**Excerpt provided**.
/---
Problems with hacking to my site OJS

Please your help, I have hacking problems on my OJS site, I would like you to tell me what detailed actions I should take to avoid further attacks.

I show you what they did to us: http://revistas.uasb.edu.ec/public/site/images/adminos/kingskrupellos.png

Regards

Hi @freddy,

See this blog post for details. If it’s just the uploaded image, your site hasn’t been hacked; an image upload tool has been used to upload an image suggesting that it has. This is roughly equivalent to uploading an image to a service like https://imgur.com/ stating that you’d hacked their site.

Regards,
Alec Smecher
Public Knowledge Project Team

An uploaded image can become a problem if it was hand crafted to trigger known bugs in viewers for that image format. Maybe it is possible to find check tools for the typical image formats and report suspicious images.

The same applies to other uploads, too (DOC, PDF, …).
\---
**Tasks to complete**.
1. From the forum thread about the OJS site, return the passage that begins at the words "I show you what" and stops after the words "hacked their site.".
2. In the forum thread about the OJS site, which team does Alec Smecher sign his reply for?
3. Continue the forum thread about the hacked OJS site from where it stops.

**Extracted records**.
/---
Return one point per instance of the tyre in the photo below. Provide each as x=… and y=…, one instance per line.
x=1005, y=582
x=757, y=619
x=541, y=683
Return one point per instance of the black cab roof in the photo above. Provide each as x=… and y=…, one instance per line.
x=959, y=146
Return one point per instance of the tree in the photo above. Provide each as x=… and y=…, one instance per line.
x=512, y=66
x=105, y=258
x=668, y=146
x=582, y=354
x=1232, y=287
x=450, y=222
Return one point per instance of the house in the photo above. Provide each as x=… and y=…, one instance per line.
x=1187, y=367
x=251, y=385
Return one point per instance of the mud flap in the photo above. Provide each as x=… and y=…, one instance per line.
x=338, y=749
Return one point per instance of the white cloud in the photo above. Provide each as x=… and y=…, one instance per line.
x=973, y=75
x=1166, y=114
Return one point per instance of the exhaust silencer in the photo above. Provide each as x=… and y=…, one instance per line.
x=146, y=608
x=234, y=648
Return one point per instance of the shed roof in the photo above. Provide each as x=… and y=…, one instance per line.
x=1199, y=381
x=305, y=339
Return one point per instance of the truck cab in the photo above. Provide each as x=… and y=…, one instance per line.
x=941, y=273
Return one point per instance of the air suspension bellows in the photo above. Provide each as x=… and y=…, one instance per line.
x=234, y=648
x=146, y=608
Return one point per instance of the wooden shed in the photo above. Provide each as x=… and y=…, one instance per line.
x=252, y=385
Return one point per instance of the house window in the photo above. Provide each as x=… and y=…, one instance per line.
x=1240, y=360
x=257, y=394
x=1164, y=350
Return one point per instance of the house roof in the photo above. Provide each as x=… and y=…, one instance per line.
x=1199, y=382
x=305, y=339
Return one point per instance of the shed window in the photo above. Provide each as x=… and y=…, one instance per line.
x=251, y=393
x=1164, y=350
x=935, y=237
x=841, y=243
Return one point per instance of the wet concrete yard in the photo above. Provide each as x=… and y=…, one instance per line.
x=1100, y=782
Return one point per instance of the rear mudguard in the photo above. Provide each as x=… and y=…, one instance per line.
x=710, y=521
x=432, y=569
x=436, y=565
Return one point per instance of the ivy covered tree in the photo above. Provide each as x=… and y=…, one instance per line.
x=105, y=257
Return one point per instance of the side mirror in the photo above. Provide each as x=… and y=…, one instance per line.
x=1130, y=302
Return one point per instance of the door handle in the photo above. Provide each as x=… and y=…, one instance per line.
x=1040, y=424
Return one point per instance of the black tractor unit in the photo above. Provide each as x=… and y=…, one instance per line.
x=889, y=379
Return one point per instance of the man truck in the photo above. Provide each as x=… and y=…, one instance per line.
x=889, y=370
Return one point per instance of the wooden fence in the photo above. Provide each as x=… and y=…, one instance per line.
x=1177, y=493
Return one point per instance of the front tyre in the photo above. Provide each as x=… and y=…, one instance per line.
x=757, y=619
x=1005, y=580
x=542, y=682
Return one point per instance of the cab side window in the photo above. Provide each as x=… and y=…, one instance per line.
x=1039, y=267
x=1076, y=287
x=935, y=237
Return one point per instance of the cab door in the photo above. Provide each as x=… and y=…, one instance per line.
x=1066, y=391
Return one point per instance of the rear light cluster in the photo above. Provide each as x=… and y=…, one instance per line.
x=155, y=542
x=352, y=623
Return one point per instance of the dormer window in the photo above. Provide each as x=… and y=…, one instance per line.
\---
**Per-task outputs**.
1.
I show you what they did to us: http://revistas.uasb.edu.ec/public/site/images/adminos/kingskrupellos.png

Regards

Hi @freddy,

See this blog post for details. If it’s just the uploaded image, your site hasn’t been hacked; an image upload tool has been used to upload an image suggesting that it has. This is roughly equivalent to uploading an image to a service like https://imgur.com/ stating that you’d hacked their site.

2. The Public Knowledge Project Team.

3.
Hi @stweil,

The image uploader works with web-safe formats like .png. If it were possible to maliciously craft these files to attack the machines of viewers, then the entire web would be unsafe.

It is possible for users to upload e.g. Word documents with macro viruses as submissions, and it’s up to the server administrator to provide antivirus tools, and up to the editor to have something on their own machine. This is part of normal web hygiene and on par with other commonly used file management systems like Dropbox.

Regards,
Alec Smecher
Public Knowledge Project Team

Hmm. I have installed clamav on my Ubuntu server, it was easy to configure it to work with emails. But, as I see it, for checking uploaded by OJS files I need to download php-clamav lib and integrate it with file upload script, isn’t it?

Hi @Vitaliy,

Actually I don’t think this is a very attractive venue of attack for potential hackers. It’s understood that the web is not a safe place to download and run executable files indiscriminately, and OJS is not different than any other file storage tool in this regard. Malicious macros (such as Word documents might contain) are not a common problem, probably because of their low yield and the unlikeliness of their being successfully triggered; I’m not sure about Word, but I’ve seen OpenOffice warn about macros and give the user a chance to avoid running them upon opening a file.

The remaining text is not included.